__Record extracts__
++++++++++++++++++++

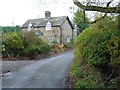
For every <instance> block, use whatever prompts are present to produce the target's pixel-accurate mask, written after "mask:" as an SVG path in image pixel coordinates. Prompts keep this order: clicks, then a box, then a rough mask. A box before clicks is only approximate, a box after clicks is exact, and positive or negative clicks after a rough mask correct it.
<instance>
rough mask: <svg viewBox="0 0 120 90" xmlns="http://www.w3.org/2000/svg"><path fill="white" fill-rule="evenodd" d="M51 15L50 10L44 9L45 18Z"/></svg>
mask: <svg viewBox="0 0 120 90" xmlns="http://www.w3.org/2000/svg"><path fill="white" fill-rule="evenodd" d="M50 17H51V12H50V11H45V18H46V19H49V18H50Z"/></svg>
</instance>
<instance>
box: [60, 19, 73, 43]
mask: <svg viewBox="0 0 120 90" xmlns="http://www.w3.org/2000/svg"><path fill="white" fill-rule="evenodd" d="M61 30H62V42H63V43H66V42H67V37H70V39H72V28H71V26H70V24H69V22H68V20H67V19H66V20H65V21H64V23H63V24H62V26H61Z"/></svg>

++++++++++++++++++++

__What you should do__
The reply must match the records exactly, apart from the pictures, which are left out.

__Task output__
For every <instance> block, use whatever prompts are present to produce the target's pixel-accurate mask, written after "mask:" as an SVG path in image pixel coordinates. Prompts keep this order: clicks, then a box, then a rough mask. A box before clicks is only approximate, a box after clicks is exact, and positive or negative clicks after a rough mask correct it.
<instance>
rough mask: <svg viewBox="0 0 120 90" xmlns="http://www.w3.org/2000/svg"><path fill="white" fill-rule="evenodd" d="M51 15L50 10L44 9L45 18Z"/></svg>
mask: <svg viewBox="0 0 120 90" xmlns="http://www.w3.org/2000/svg"><path fill="white" fill-rule="evenodd" d="M50 17H51V12H50V11H45V18H46V19H49V18H50Z"/></svg>
</instance>
<instance>
box: [60, 19, 73, 43]
mask: <svg viewBox="0 0 120 90" xmlns="http://www.w3.org/2000/svg"><path fill="white" fill-rule="evenodd" d="M61 30H62V42H63V43H66V42H67V37H70V39H72V28H71V26H70V24H69V22H68V20H67V19H66V20H65V21H64V23H63V24H62V26H61Z"/></svg>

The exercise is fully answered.